Exercise prompt
All of the data needs to come back exactly as written.

==*==

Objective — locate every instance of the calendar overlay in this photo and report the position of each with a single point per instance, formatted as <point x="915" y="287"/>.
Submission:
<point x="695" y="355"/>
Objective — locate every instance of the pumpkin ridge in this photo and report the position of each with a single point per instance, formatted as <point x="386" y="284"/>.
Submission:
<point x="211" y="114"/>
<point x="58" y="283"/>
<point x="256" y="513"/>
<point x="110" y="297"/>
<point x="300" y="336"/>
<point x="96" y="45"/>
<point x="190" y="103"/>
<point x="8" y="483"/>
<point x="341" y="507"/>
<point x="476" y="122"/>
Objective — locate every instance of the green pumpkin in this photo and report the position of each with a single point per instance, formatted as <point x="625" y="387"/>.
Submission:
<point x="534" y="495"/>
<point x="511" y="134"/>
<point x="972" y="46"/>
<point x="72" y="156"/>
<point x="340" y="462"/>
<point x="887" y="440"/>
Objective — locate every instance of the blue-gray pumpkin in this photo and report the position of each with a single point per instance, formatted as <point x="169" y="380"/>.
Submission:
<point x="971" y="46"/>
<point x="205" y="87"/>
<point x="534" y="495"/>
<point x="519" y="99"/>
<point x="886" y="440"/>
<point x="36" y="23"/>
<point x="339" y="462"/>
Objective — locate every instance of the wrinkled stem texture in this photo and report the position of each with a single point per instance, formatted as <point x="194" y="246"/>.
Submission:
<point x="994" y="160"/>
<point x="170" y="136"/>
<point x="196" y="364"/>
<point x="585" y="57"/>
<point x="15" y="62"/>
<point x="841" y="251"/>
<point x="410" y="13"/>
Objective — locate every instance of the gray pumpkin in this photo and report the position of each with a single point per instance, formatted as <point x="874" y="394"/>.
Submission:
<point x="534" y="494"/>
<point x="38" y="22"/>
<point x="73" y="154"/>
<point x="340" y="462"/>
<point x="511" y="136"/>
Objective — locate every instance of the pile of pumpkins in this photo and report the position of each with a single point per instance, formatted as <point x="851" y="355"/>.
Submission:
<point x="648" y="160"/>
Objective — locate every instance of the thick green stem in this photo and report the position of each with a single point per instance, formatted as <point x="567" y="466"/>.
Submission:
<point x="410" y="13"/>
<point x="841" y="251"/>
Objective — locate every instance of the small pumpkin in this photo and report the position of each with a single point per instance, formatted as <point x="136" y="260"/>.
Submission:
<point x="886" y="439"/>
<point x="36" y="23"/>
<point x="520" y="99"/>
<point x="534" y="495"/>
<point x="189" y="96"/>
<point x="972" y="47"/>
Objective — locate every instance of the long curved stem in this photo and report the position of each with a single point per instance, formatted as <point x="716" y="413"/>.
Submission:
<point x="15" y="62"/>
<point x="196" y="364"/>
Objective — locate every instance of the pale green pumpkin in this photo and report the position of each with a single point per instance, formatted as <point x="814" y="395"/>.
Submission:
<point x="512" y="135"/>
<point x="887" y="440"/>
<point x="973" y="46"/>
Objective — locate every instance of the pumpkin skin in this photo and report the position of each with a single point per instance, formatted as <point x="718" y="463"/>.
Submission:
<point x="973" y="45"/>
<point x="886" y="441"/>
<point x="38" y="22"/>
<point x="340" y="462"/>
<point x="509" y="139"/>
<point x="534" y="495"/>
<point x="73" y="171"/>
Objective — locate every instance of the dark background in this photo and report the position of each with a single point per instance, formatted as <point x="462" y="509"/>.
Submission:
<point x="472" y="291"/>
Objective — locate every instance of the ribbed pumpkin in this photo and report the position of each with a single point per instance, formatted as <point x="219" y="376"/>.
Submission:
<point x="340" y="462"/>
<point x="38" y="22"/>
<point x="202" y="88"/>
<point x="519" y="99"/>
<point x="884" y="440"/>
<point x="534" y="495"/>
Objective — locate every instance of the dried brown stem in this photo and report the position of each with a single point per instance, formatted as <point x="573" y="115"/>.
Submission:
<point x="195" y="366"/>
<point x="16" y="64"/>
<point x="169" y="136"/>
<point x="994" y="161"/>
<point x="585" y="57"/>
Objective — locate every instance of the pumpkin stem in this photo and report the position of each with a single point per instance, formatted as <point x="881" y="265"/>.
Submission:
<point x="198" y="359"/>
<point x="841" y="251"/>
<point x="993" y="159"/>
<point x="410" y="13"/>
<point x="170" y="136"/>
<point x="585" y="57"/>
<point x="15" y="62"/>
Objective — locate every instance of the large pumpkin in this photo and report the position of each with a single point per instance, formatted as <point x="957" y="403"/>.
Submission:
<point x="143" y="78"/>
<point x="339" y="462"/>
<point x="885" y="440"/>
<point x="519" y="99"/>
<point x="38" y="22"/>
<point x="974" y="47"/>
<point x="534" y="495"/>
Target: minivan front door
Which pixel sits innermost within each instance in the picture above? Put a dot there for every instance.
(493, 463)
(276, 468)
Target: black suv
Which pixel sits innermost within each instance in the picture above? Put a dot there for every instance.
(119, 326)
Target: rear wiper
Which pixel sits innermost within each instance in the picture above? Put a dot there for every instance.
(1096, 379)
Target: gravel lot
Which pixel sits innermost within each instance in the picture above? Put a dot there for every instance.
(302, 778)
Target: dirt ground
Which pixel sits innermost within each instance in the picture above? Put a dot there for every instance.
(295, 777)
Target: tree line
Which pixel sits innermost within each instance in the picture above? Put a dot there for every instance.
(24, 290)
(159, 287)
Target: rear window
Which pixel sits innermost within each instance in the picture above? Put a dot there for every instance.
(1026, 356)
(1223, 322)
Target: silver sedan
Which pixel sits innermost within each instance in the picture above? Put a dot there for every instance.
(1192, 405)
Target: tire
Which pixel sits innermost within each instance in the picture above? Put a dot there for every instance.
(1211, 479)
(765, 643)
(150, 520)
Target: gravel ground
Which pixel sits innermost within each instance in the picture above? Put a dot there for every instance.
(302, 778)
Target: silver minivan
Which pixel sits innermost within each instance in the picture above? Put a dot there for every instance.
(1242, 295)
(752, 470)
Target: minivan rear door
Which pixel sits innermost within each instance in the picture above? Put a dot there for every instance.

==*==

Output for this task
Objective — locate every instance of the calendar overlay in this photo and report the position of each with a single point per instance, formatted as <point x="915" y="287"/>.
Submission:
<point x="695" y="355"/>
Objective — locate every instance of the pumpkin ridge in this photo and report the position of each with a single point per instance, formatted as <point x="386" y="284"/>.
Submission:
<point x="211" y="114"/>
<point x="58" y="283"/>
<point x="256" y="513"/>
<point x="110" y="297"/>
<point x="300" y="336"/>
<point x="96" y="45"/>
<point x="190" y="103"/>
<point x="8" y="483"/>
<point x="341" y="507"/>
<point x="476" y="122"/>
Objective — locate every instance of the green pumpkin in this photo and report the position of each with a single point per instance, formatted as <point x="625" y="387"/>.
Submission:
<point x="534" y="495"/>
<point x="511" y="134"/>
<point x="972" y="46"/>
<point x="72" y="156"/>
<point x="340" y="462"/>
<point x="887" y="440"/>
Objective — locate every instance of the blue-gray pumpkin in this photo and report the position of each with a single point per instance, formatted as <point x="169" y="380"/>.
Submission:
<point x="971" y="46"/>
<point x="205" y="87"/>
<point x="534" y="495"/>
<point x="519" y="99"/>
<point x="886" y="440"/>
<point x="36" y="23"/>
<point x="339" y="462"/>
Objective — locate every instance of the wrinkled stem texture in this photo and report the position of each with a single point per instance, formatted as <point x="194" y="246"/>.
Submission:
<point x="994" y="160"/>
<point x="170" y="136"/>
<point x="196" y="364"/>
<point x="585" y="57"/>
<point x="15" y="62"/>
<point x="841" y="251"/>
<point x="410" y="13"/>
Objective — locate every instance of the gray pumpkin in this photo and report the position of each with a single point per instance, formatted as <point x="874" y="394"/>.
Submission:
<point x="534" y="494"/>
<point x="38" y="22"/>
<point x="73" y="154"/>
<point x="340" y="462"/>
<point x="511" y="136"/>
Objective — locate every instance of the pile of pumpkins in this photo and report the position of each with a single point per instance, formatted as <point x="851" y="355"/>.
Submission:
<point x="648" y="160"/>
Objective — locate every instance of the thick green stem in this photo and report the position of each with a single point per instance, formatted as <point x="567" y="466"/>.
Submission:
<point x="410" y="13"/>
<point x="841" y="251"/>
Objective — locate every instance of the small pumpkin in this photo and report the position of each with a single point per instance, formatted as <point x="136" y="260"/>.
Submission:
<point x="886" y="439"/>
<point x="36" y="23"/>
<point x="520" y="99"/>
<point x="534" y="495"/>
<point x="189" y="96"/>
<point x="972" y="47"/>
Objective — locate every instance of the long curved stem in this photo and report the position of each with a single point per instance, formatted as <point x="716" y="413"/>.
Submission:
<point x="15" y="62"/>
<point x="196" y="364"/>
Objective — locate every instance of the pale green pumpkin in this photo and report the position of each with a single point per instance, formatted as <point x="814" y="395"/>.
Submission:
<point x="512" y="135"/>
<point x="887" y="440"/>
<point x="973" y="46"/>
Objective — locate every instance of the pumpkin skin in this photo and report the position of each with a single point per instance, formatted as <point x="718" y="463"/>.
Submission:
<point x="973" y="45"/>
<point x="886" y="441"/>
<point x="38" y="22"/>
<point x="340" y="462"/>
<point x="509" y="139"/>
<point x="534" y="495"/>
<point x="73" y="171"/>
Objective — locate every instance of the dark background in this photo and report the position of each with a single point per instance, formatted as <point x="462" y="509"/>.
Submission:
<point x="472" y="291"/>
Objective — locate every instance of the ribbed pumpkin in this photo and report the position of each with a single point per instance, formatted as <point x="219" y="376"/>.
Submission:
<point x="340" y="462"/>
<point x="38" y="22"/>
<point x="202" y="88"/>
<point x="519" y="99"/>
<point x="884" y="440"/>
<point x="534" y="495"/>
Objective — locate every instance of the dried brown stem in this photo and report the position of each with a single point per instance, formatted as <point x="573" y="115"/>.
Submission:
<point x="195" y="366"/>
<point x="16" y="64"/>
<point x="169" y="136"/>
<point x="994" y="161"/>
<point x="585" y="57"/>
Objective — locate every instance of the pumpkin stem in this photo and report the position of each with a single point per instance, formatted as <point x="881" y="265"/>.
Submission:
<point x="198" y="359"/>
<point x="841" y="251"/>
<point x="993" y="159"/>
<point x="410" y="13"/>
<point x="170" y="136"/>
<point x="585" y="57"/>
<point x="15" y="62"/>
Objective — locate every instance of the large pumpkin in this photo and report the position of each with a single point per instance, formatted as <point x="957" y="403"/>.
Submission:
<point x="143" y="78"/>
<point x="339" y="462"/>
<point x="885" y="440"/>
<point x="519" y="99"/>
<point x="38" y="22"/>
<point x="974" y="47"/>
<point x="534" y="495"/>
Target: minivan front door
Which pixel sits innermost within each instance in the picture above? Put a dot there for every instance.
(493, 463)
(276, 468)
Target: black suv
Which pixel sits innermost within each instance in the picture above? Put a dot there for every instance.
(119, 326)
Target: rear wiper
Which pixel sits innermost within each instance in the picture above? Put a dot there for every instance.
(1096, 379)
Target: gravel lot
Which pixel sits innermost within each instance in the picture above? Put a dot there for every instance.
(302, 778)
Target: dirt ground
Which pixel sits innermost within each instance in the picture above? Put a dot there for every instance.
(295, 777)
Target: tree line
Which pixel sits innermost within each instance in the picture above? Put a dot there for every instance.
(24, 290)
(159, 287)
Target: rear window
Which pixel sits innermost within each instance in the picture above? Put a dot there for every instance.
(1026, 356)
(1223, 322)
Target: silver sedan
Which pixel sits innermost within each instance in the picture above? Put a dot there for every instance.
(1192, 405)
Target: tire
Which pixel sits innermost within each instance in the picture above? Put a dot there for every instance.
(1211, 479)
(765, 643)
(150, 520)
Target: gravel ground
Which pixel sits innermost within each instance in the picture above? Put a dot there for every instance.
(302, 778)
Target: silver minivan
Which pixel sits innermost within each instance in the picture above? Put a dot there for every instance.
(1242, 295)
(752, 470)
Target: minivan rear door
Which pixel sits innermost within each instance in the picture above? Put a dot there for every instance.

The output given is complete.